** BEGIN Records to use **

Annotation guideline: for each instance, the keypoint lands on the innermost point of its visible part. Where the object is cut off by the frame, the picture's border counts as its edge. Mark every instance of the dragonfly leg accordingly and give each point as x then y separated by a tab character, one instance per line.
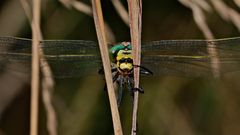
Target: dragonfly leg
144	70
114	77
140	90
120	91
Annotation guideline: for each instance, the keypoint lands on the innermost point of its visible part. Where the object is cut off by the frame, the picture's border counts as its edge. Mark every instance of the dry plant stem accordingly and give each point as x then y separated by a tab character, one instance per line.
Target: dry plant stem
99	24
47	82
86	9
121	11
35	69
135	15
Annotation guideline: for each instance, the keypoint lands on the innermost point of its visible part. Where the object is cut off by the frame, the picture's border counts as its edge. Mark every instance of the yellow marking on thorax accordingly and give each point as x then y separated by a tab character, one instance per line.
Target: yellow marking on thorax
124	54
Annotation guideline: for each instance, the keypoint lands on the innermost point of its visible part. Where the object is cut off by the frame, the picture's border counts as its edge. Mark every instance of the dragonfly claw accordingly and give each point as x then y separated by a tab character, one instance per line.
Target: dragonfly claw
141	90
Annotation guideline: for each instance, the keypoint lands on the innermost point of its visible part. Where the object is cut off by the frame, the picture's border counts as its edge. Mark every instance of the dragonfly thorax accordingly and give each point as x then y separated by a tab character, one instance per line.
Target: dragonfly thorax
122	57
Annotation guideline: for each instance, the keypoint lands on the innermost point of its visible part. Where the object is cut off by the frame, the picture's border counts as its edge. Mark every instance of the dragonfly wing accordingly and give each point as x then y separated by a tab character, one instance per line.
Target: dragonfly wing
66	58
190	57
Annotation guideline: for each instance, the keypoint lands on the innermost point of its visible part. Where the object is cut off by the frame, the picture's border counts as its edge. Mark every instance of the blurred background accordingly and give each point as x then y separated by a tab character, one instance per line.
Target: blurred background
170	106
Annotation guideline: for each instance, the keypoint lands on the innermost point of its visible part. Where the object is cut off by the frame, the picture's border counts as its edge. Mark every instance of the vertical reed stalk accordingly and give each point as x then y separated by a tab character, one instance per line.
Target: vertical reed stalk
135	18
35	69
99	24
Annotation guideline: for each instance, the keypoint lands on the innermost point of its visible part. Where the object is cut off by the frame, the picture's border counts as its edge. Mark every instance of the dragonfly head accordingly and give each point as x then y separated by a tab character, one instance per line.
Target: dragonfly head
125	65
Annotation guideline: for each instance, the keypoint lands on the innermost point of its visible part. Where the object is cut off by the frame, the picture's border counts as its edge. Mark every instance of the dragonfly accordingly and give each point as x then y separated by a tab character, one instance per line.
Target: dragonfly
77	58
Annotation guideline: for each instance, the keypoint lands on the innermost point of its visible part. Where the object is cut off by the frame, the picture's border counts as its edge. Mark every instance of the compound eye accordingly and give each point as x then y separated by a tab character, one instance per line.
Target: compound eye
122	60
129	60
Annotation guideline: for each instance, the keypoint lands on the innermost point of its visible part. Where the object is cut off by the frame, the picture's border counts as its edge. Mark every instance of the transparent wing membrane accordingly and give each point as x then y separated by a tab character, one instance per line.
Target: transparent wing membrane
74	58
190	57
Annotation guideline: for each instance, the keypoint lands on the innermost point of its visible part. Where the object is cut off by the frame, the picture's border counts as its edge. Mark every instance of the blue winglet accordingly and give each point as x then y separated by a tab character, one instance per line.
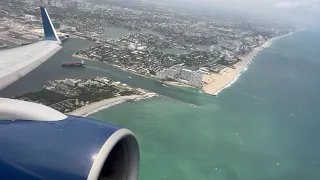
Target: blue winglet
49	32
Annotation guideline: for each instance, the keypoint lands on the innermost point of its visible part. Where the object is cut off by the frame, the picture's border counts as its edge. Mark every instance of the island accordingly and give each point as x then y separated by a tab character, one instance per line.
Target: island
84	96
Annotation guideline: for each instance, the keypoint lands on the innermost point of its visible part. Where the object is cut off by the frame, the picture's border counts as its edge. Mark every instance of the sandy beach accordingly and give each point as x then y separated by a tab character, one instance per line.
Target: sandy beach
216	82
98	106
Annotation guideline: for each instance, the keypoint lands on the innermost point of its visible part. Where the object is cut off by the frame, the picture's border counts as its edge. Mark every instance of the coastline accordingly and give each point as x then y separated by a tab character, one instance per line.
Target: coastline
106	103
216	82
173	83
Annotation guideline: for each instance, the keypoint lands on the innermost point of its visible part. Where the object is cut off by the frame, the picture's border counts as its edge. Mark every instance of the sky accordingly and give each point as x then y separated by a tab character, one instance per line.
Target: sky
299	10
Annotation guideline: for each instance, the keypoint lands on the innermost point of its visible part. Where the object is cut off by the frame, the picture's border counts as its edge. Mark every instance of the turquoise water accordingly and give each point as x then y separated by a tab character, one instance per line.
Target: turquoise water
263	127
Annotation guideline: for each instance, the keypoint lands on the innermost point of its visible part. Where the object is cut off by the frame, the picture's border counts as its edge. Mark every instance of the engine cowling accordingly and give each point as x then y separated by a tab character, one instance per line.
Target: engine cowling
74	148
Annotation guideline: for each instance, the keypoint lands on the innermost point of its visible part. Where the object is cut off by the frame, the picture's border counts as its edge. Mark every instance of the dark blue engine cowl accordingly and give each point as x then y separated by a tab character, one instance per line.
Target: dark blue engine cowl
75	148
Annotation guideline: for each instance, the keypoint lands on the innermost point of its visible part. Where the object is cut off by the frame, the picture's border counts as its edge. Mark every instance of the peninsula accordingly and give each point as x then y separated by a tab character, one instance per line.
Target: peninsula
82	97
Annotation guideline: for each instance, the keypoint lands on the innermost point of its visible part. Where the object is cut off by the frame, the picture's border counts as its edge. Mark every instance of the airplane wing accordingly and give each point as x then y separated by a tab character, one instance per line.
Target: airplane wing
16	63
38	142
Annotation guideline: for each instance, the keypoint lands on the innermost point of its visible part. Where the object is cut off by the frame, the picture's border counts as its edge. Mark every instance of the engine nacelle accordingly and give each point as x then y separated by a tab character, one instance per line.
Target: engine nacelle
74	148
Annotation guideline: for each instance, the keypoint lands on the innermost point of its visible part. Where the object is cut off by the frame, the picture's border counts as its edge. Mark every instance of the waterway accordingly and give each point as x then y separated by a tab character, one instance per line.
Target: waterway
263	127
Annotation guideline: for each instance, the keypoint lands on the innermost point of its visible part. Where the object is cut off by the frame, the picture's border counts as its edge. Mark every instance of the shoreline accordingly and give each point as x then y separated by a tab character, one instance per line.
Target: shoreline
173	83
106	103
217	82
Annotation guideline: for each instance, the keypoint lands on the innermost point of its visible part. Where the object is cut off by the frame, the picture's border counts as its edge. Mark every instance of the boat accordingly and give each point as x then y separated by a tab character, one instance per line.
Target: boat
73	64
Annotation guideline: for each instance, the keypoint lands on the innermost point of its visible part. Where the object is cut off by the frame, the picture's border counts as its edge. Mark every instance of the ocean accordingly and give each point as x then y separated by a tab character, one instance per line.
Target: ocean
262	127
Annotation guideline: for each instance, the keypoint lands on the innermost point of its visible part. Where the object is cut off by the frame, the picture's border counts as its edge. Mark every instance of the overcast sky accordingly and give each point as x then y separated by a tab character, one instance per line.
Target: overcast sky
302	10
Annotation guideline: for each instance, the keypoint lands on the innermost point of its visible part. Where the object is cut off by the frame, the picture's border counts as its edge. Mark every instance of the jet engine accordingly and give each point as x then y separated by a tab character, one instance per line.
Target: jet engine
38	142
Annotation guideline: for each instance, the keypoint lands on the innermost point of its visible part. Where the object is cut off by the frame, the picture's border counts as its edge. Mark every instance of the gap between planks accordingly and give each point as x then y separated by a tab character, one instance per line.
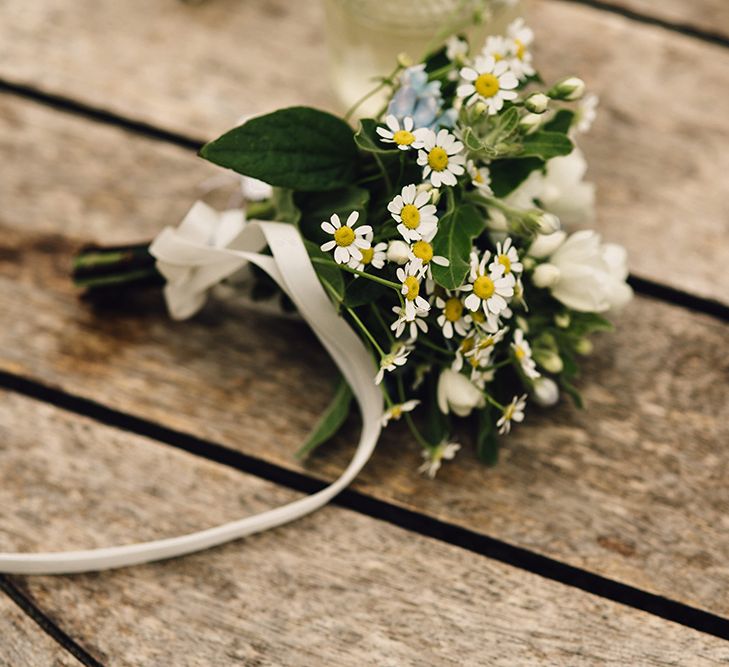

** END Records to use **

§ Directions:
Copy the data from the line containing "of the overcast" through the end, with "keypoint" replaced by "marker" and nothing else changed. Don't include the pictures.

§ Solution to the problem:
Annotation guideline: for each instance, the marker lands on the innermost point of its visible part. Where the object is cut off by the frame, the picture's border counts as its edge. Mark every instance of the overcast sky accordingly and give each point as x then y separated by a tab character, one instance per line.
Target: overcast sky
302	10
Annotation guideline: for each instance, the marker lands on the innermost point of its visible part. Where the object is cut off by the frame, the picture's border counts as its edge. Mark every instance of the jet engine accordingly and give each point as x then y separated by a tab character, one instance per line.
Target: jet engine
38	142
Annotation guideline: for each instance, the marker lands on the innermost point of its visible part. Where the object is cut off by the frame, the picture's border counts as its edge. Mark every instance of the gap between planks accordingly and give each point as x then y separated by a tab character, one instance per line.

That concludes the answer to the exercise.